__WHAT YOU WILL DO__
Each record below must come back exactly as written; its pictures must not.
============================================================
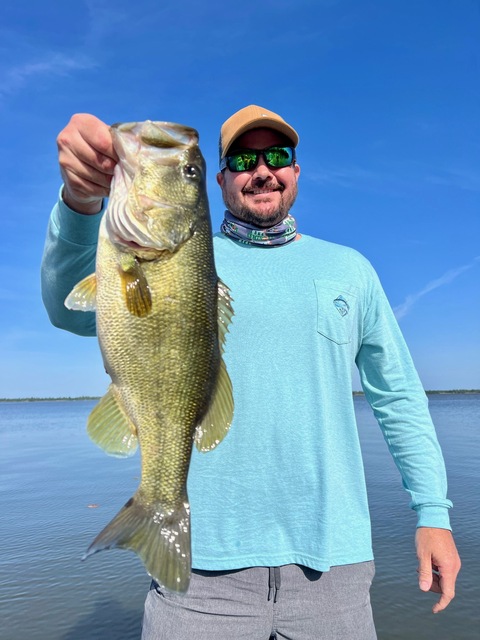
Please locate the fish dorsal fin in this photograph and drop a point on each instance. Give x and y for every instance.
(83, 295)
(110, 427)
(216, 422)
(136, 290)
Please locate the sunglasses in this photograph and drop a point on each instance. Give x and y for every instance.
(247, 159)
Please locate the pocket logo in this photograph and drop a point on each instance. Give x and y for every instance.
(341, 305)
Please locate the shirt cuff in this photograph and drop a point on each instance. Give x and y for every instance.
(433, 516)
(74, 227)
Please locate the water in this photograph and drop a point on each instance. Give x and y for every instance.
(57, 490)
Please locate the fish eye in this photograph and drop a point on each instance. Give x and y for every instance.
(191, 171)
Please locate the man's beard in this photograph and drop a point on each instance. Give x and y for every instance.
(266, 219)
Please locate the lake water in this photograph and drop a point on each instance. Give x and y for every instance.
(57, 490)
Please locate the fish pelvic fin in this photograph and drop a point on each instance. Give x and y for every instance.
(159, 536)
(83, 295)
(136, 290)
(110, 427)
(216, 422)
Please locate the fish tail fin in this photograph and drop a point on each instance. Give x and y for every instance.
(159, 536)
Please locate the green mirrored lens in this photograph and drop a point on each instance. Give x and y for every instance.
(278, 156)
(244, 161)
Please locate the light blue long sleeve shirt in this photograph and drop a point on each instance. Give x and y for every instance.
(287, 483)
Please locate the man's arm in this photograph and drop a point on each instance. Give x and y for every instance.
(87, 160)
(394, 391)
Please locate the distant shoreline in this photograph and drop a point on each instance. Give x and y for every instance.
(355, 393)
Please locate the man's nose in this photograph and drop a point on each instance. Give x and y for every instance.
(262, 170)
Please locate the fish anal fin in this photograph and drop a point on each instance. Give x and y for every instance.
(110, 427)
(83, 295)
(216, 422)
(159, 536)
(135, 288)
(224, 311)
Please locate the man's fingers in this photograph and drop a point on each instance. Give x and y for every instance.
(444, 601)
(425, 576)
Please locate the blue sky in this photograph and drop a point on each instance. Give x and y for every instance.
(385, 95)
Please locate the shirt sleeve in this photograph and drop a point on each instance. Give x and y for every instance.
(400, 405)
(68, 257)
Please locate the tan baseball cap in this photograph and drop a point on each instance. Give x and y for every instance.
(252, 117)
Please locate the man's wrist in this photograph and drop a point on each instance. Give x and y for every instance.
(89, 206)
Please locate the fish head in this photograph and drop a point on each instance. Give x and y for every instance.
(159, 187)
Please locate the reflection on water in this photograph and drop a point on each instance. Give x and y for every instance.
(51, 475)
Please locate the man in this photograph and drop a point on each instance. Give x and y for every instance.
(281, 533)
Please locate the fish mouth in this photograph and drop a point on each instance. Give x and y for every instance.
(127, 220)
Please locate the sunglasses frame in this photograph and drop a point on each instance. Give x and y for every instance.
(224, 163)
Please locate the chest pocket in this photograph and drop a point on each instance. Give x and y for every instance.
(336, 311)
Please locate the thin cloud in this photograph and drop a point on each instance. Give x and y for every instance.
(465, 179)
(403, 309)
(55, 64)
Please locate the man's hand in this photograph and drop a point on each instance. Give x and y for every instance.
(87, 160)
(439, 564)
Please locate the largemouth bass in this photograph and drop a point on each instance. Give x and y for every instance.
(162, 316)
============================================================
__THE COMPLETED TASK__
Please locate the fish dorsal fin in this photograph and drop a point on each instance. Give x and y for every instance.
(83, 295)
(110, 427)
(216, 422)
(136, 290)
Please locate the sunglasses in this photograph and drop a point on each instance. Give x and y for every instance.
(247, 159)
Please locate the pocket logo in this photograph and drop a point on each instance. Give x and y for every instance.
(341, 305)
Please locate the shirt cuff in this photograph and drop a point on each instance. Give x and y for every instance.
(433, 516)
(74, 227)
Please locate the water in this photograph and drop a point on each instance. Give x and y for every instance.
(57, 490)
Please locate the fish eye in this photograph and drop a point on each instance. Give x and y for every instance.
(191, 171)
Please locate the man's beard in this photograph and drop a point on each instance. Give x and y for every instance.
(266, 219)
Please locate the lake water in this photograph and drop a point on each instance. Give x and y for every instance.
(57, 490)
Please locate the fish pelvic fin in this photograph and drop a point on each instance. Give x and y for every instance.
(159, 536)
(83, 295)
(136, 290)
(110, 427)
(216, 422)
Please locate the fish tail fin in this photograph and drop a point on each instance. Give x and y for every instance.
(159, 536)
Please locate the green mirrored lens in this photograph and drop a point on each instance. Give x and y for every instance.
(278, 156)
(244, 161)
Please locate the light blue long sleeve shirt in this photograph and drop a point on each instance. Give x and y for every instance.
(287, 483)
Please locate the man's arm in this photograph and drop a point on each instance. Give x and y for every instance.
(87, 160)
(394, 391)
Please locate the distant shoreline in this photograph and drop a point on each instance. Give x and y for every instance.
(355, 393)
Please locate the man's nose in this photograph and drop a point on each instance. Give x and y for every instance.
(262, 170)
Please locate the fish anal fin in this photograph and drop a point on each instance. Give x and y for every instance.
(110, 427)
(83, 295)
(216, 422)
(159, 536)
(135, 288)
(224, 311)
Please locate the man's fingers in this photograph and drop a point on each instance. Give x and y for every instance.
(444, 601)
(425, 576)
Please locate the blue sky in this photograph and drop a point on each instance. Give x and y for every instance.
(385, 95)
Please locate the shirt sleeve in this photograph and drop a point on each instance. Give x and y for every instance.
(400, 405)
(68, 257)
Please locate the tan baseball cap in this photograph and drop a point on each instance. Give x and y for every instance.
(252, 117)
Please locate the man's wrist in this photograph and drop a point on each instance. Give x and y for every instance.
(89, 206)
Please locate the fish head in this photograph and drop a point on each instance. Give x and y for every instance.
(159, 187)
Please locate the reflection on water in this photograph and drop a point on each instance. Give x and y for every instance.
(51, 475)
Please locate the man in this photograph and drop a point on each instance. Give x and y for every instance.
(281, 533)
Please locate the fish mouth in this photograph and drop a point on each instance. Give x and y for every instance.
(127, 220)
Please locate the sunglasses frame in this photograph and drop a point on each instance. Give x and y for every instance.
(224, 163)
Please locate the chest pocket in this photograph and drop a point on each instance. Give x and y for every instance.
(336, 311)
Please locate the thin cloud in this photograph and drop a point on each instance. Give x and y for every instance.
(465, 179)
(403, 309)
(55, 64)
Please locate the man's hand in this photograph and drop a point on each instance. Give x and y for every instance.
(87, 160)
(439, 564)
Please locate the largemouth bass in this photograph and drop a point on each instance. Give x and y for every instance.
(162, 316)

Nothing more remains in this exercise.